### EXERCISE
Copy the rows below again, putting "draw the boundary" wherever "trace the outline" appears and leaving everything else unchanged.

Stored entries
★ ★ ★ ★ ★ ★ ★
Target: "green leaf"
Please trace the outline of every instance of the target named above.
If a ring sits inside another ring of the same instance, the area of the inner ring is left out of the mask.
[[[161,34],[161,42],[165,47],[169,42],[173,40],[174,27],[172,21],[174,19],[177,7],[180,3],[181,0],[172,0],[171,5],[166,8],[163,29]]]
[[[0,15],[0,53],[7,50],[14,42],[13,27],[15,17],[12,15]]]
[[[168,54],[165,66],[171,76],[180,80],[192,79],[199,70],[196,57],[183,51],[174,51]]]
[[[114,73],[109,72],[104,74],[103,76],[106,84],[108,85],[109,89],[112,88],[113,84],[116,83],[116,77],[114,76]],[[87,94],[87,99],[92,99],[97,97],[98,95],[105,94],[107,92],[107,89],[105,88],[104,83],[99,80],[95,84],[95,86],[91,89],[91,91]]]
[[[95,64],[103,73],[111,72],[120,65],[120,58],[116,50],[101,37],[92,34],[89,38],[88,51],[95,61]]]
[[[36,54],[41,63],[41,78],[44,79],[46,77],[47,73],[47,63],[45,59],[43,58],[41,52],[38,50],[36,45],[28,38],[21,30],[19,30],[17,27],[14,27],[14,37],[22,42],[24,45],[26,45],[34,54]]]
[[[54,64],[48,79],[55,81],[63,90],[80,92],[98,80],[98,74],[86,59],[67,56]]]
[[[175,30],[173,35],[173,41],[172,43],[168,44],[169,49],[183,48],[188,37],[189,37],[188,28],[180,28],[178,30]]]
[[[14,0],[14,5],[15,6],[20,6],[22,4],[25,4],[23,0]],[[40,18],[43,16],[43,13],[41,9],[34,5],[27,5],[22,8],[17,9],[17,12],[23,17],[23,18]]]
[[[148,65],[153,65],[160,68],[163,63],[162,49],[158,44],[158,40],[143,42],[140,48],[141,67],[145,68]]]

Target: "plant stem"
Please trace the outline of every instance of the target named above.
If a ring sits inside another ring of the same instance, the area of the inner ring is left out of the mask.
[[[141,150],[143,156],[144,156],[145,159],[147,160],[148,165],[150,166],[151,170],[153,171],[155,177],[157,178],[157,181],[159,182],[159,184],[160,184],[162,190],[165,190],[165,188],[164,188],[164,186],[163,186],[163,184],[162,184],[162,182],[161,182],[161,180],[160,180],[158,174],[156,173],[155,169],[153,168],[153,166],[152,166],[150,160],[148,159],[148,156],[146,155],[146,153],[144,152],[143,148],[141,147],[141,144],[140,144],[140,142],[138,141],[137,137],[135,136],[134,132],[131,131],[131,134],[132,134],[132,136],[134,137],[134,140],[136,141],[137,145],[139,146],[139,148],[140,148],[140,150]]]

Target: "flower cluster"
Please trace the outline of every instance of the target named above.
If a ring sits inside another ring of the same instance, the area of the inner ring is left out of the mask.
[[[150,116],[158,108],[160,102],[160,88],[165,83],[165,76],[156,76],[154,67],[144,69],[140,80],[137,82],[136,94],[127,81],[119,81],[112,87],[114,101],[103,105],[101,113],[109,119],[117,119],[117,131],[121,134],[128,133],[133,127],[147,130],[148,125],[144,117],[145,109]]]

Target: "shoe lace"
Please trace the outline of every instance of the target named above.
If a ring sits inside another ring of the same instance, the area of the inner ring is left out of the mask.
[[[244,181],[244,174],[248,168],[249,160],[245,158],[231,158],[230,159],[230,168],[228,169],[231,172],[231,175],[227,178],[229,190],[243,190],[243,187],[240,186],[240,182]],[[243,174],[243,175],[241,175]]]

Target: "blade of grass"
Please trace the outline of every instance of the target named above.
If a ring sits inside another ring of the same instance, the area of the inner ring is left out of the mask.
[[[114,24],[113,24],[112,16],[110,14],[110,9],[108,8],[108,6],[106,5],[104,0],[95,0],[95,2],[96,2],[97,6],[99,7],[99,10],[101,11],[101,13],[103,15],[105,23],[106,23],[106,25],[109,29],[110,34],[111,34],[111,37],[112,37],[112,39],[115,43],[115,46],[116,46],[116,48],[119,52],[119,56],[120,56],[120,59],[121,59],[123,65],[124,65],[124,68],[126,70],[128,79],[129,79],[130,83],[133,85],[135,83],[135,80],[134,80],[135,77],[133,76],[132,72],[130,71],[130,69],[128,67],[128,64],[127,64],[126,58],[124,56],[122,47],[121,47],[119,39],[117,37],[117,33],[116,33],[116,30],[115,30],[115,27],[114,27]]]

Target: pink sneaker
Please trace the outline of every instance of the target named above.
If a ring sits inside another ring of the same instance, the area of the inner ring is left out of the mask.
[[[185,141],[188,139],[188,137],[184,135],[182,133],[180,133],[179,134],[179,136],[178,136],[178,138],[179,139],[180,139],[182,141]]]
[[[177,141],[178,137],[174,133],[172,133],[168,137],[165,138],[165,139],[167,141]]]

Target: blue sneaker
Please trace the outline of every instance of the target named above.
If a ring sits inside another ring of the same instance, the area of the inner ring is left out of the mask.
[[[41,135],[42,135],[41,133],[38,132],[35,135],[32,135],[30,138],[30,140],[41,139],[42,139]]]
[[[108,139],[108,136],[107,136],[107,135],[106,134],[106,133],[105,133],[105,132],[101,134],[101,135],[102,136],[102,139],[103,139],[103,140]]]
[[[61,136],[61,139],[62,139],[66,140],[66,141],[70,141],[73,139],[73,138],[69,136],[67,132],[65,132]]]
★ ★ ★ ★ ★ ★ ★
### TASK RESULT
Target: "green leaf"
Please draw the boundary of every instance of the target named above.
If a ring sits inside another ring of the same instance, the area of the inner ring is left out of the mask.
[[[161,34],[161,42],[165,47],[169,42],[173,40],[174,27],[172,21],[174,19],[177,7],[180,3],[181,0],[172,0],[171,5],[166,8],[163,29]]]
[[[0,15],[0,53],[7,50],[14,42],[13,27],[15,17],[12,15]]]
[[[168,54],[165,66],[171,76],[180,80],[192,79],[199,70],[196,57],[183,51],[174,51]]]
[[[114,73],[109,72],[104,74],[103,76],[106,84],[108,85],[109,89],[112,88],[113,84],[116,83],[116,77],[114,76]],[[87,94],[87,99],[92,99],[97,97],[98,95],[105,94],[107,92],[107,89],[105,88],[104,83],[99,80],[95,84],[95,86],[91,89],[91,91]]]
[[[95,64],[103,73],[111,72],[120,65],[120,58],[116,50],[101,37],[92,34],[89,38],[88,51],[95,61]]]
[[[36,54],[41,63],[41,78],[44,79],[46,77],[47,73],[47,63],[45,59],[43,58],[41,52],[38,50],[36,45],[28,38],[21,30],[19,30],[17,27],[14,27],[14,37],[22,42],[24,45],[26,45],[34,54]]]
[[[54,64],[48,79],[55,81],[63,90],[80,92],[98,80],[98,74],[86,59],[67,56]]]
[[[175,30],[173,35],[173,41],[172,43],[168,44],[169,49],[183,48],[188,37],[189,37],[188,28],[180,28],[178,30]]]
[[[14,0],[14,5],[15,6],[20,6],[22,4],[25,4],[23,0]],[[40,18],[43,16],[43,13],[41,9],[34,5],[27,5],[22,8],[17,9],[17,12],[23,17],[23,18]]]
[[[148,65],[153,65],[160,68],[163,63],[162,49],[158,44],[158,40],[143,42],[140,48],[141,67],[145,68]]]

Target: "plant stem"
Please draw the boundary of every instance of the target named above.
If a ring sits inside another ring of the same instance, the area of the inner ring is left out of the mask.
[[[141,150],[143,156],[144,156],[145,159],[147,160],[148,165],[150,166],[151,170],[153,171],[155,177],[157,178],[157,181],[159,182],[159,184],[160,184],[162,190],[165,190],[165,188],[164,188],[164,186],[163,186],[163,184],[162,184],[162,182],[161,182],[161,180],[160,180],[158,174],[156,173],[155,169],[153,168],[153,166],[152,166],[150,160],[148,159],[148,156],[146,155],[146,153],[144,152],[143,148],[141,147],[141,144],[140,144],[140,142],[138,141],[137,137],[135,136],[134,132],[131,131],[131,134],[132,134],[132,136],[134,137],[134,140],[136,141],[137,145],[139,146],[139,148],[140,148],[140,150]]]

Target: "flower cluster"
Please draw the boundary of every instance of the target named above.
If a ring sits inside another ring of the same instance, the area of the inner ring is left out of the mask.
[[[150,116],[158,108],[160,102],[160,88],[165,83],[165,76],[156,76],[154,67],[144,69],[140,80],[137,82],[136,94],[127,81],[119,81],[112,87],[114,101],[103,105],[101,113],[109,119],[117,119],[117,131],[121,134],[128,133],[133,127],[147,130],[148,125],[144,117],[145,109]]]

Target: "shoe lace"
Please draw the boundary of every instance of the target named above.
If a ring sits inside another ring of the same instance, the area of the inner ring is left out of the mask.
[[[244,181],[244,174],[248,168],[249,160],[245,158],[231,158],[230,159],[230,168],[228,169],[231,172],[231,175],[227,178],[229,190],[243,190],[243,187],[240,186],[240,182]],[[243,174],[243,175],[241,175]]]

Target: "blade of grass"
Please draw the boundary of every instance of the target named above.
If a ring sits inside another ring of the same instance, the area of the inner ring is left out of the mask.
[[[114,24],[113,24],[112,16],[110,14],[110,9],[108,8],[108,6],[106,5],[104,0],[95,0],[95,2],[96,2],[97,6],[99,7],[99,10],[101,11],[101,13],[103,15],[105,23],[106,23],[106,25],[109,29],[110,34],[111,34],[111,37],[112,37],[112,39],[115,43],[115,46],[116,46],[116,48],[119,52],[119,56],[120,56],[120,59],[121,59],[123,65],[124,65],[124,68],[126,70],[128,79],[129,79],[130,83],[133,85],[135,83],[135,80],[134,80],[135,77],[133,76],[132,72],[130,71],[130,69],[128,67],[128,64],[127,64],[126,58],[124,56],[122,47],[121,47],[119,39],[117,37],[117,33],[116,33],[116,30],[115,30],[115,27],[114,27]]]

Target: pink sneaker
Please draw the boundary of every instance of the target named above.
If a ring sits inside another ring of the same instance, the area of the inner ring is left out of the mask.
[[[185,141],[188,139],[188,137],[184,135],[182,133],[180,133],[179,134],[179,136],[178,136],[178,138],[179,139],[180,139],[182,141]]]
[[[177,141],[178,137],[174,133],[172,133],[168,137],[165,138],[165,139],[167,141]]]

Target: blue sneaker
Please draw the boundary of every instance of the target named above.
If a ring sits inside another ring of the same instance, the area of the inner ring is left out of the mask.
[[[41,135],[42,135],[41,133],[38,132],[35,135],[32,135],[30,138],[30,140],[41,139],[42,139]]]
[[[108,139],[108,136],[107,136],[107,135],[106,134],[106,133],[105,133],[105,132],[101,134],[101,135],[102,136],[102,139],[103,139],[103,140]]]
[[[61,136],[61,139],[62,139],[66,140],[66,141],[70,141],[73,139],[73,138],[69,136],[67,132],[65,132]]]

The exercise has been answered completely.